Set exercise: Reproduce only the lines between the one holding "The image above contains the wicker" and the one holding "136,119 -> 176,168", inclusive, with "wicker chair" replaced by "rattan chair" and nothing else changed.

Records:
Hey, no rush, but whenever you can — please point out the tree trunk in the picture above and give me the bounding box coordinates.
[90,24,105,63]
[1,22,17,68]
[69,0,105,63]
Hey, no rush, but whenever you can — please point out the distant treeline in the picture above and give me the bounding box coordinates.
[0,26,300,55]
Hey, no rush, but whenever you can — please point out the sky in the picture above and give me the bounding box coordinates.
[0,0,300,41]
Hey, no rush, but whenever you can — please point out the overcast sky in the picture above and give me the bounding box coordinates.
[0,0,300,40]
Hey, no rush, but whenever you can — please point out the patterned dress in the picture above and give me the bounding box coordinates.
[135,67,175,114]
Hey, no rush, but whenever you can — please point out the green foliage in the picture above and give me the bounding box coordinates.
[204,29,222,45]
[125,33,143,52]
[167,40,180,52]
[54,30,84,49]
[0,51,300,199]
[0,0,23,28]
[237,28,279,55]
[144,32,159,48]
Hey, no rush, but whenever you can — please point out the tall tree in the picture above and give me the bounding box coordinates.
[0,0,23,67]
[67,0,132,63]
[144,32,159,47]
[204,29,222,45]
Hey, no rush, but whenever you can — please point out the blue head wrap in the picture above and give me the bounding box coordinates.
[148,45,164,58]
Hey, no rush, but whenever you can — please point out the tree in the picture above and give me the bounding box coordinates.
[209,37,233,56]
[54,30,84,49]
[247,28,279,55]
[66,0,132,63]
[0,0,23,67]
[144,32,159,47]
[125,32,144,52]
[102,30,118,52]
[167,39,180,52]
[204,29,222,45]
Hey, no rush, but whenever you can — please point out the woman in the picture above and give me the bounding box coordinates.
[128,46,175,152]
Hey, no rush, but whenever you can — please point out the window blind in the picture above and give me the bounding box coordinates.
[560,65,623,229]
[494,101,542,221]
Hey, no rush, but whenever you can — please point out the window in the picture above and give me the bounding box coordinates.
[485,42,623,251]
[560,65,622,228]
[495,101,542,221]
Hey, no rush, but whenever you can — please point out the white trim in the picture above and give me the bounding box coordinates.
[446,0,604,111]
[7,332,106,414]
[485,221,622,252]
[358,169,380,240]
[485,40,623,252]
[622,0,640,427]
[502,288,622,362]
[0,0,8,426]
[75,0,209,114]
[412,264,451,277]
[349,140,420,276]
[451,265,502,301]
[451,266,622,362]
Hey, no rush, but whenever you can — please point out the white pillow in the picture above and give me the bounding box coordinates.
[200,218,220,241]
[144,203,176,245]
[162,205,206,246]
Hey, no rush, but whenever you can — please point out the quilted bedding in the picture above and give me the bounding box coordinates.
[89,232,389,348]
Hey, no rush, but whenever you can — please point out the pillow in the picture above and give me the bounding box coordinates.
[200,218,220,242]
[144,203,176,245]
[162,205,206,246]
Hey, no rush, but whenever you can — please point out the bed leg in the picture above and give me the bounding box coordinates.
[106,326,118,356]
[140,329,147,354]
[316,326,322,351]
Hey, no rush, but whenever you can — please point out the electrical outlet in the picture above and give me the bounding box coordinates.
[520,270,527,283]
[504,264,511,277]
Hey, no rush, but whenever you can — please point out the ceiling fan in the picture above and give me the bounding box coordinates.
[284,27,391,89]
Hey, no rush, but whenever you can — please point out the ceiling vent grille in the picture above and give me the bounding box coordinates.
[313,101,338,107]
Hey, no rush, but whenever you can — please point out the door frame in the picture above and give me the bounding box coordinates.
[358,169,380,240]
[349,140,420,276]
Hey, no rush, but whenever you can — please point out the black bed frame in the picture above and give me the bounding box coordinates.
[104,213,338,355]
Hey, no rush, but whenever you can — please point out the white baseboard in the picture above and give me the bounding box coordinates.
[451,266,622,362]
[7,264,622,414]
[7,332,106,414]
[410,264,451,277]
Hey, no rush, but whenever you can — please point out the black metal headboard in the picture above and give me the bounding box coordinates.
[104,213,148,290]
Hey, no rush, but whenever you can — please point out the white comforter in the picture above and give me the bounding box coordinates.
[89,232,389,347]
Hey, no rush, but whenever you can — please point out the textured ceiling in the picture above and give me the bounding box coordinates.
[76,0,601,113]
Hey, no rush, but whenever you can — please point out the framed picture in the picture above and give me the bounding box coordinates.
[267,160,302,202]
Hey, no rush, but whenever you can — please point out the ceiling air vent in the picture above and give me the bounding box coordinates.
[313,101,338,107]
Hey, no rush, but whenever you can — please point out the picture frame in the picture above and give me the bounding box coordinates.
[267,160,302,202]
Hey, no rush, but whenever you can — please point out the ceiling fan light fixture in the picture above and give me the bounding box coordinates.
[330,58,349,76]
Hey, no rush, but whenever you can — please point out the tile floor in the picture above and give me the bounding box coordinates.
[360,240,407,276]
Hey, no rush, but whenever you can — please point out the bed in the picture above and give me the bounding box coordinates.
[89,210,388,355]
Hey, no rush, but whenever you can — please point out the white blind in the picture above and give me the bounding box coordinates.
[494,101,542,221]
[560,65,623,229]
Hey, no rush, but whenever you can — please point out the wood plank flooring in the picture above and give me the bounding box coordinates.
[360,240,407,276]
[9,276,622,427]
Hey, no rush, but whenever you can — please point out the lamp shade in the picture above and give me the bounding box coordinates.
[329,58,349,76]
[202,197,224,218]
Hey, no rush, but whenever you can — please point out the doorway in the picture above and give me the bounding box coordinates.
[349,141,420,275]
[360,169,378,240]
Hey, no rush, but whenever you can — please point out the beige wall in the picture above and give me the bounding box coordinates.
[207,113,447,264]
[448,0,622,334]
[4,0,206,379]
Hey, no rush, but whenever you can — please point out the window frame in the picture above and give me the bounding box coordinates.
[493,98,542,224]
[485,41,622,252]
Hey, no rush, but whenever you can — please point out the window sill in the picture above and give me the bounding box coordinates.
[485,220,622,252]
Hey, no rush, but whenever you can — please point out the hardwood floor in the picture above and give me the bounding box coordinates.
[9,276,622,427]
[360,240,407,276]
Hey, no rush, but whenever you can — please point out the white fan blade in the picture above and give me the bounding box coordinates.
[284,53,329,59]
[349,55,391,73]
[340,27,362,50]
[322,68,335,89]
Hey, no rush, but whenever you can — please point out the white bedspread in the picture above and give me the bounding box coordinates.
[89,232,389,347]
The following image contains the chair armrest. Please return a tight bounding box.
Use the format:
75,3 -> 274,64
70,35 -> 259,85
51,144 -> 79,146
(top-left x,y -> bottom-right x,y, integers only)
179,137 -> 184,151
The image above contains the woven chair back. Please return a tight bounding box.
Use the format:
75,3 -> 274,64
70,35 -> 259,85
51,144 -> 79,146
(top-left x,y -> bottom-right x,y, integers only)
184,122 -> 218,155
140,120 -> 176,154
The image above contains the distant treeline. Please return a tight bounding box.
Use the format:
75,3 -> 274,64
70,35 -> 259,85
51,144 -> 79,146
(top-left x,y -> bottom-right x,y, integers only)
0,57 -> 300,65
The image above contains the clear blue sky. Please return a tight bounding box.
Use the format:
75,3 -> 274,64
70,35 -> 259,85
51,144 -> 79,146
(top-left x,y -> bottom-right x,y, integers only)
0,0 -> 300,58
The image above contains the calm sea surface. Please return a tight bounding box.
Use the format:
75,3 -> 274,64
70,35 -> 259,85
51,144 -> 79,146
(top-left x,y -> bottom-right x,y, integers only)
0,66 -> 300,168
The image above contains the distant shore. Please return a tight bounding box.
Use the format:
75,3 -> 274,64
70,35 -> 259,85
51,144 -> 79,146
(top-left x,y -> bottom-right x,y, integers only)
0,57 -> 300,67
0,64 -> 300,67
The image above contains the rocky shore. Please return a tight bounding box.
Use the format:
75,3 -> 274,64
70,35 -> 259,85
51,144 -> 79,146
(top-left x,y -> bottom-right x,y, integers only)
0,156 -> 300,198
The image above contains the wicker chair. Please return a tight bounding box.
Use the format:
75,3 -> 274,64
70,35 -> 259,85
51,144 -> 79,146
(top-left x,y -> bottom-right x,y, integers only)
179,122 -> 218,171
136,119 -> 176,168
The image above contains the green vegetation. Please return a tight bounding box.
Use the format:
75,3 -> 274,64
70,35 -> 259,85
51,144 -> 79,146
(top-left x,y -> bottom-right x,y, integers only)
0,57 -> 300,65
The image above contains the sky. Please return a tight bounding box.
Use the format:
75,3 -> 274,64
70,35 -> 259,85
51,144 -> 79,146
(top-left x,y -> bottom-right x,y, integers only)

Task solution:
The image above contains the rattan chair. Please return a tight bounding box.
Use the format:
75,3 -> 274,64
70,35 -> 259,85
51,144 -> 79,146
(top-left x,y -> bottom-right x,y, integers only)
179,122 -> 218,171
136,119 -> 176,168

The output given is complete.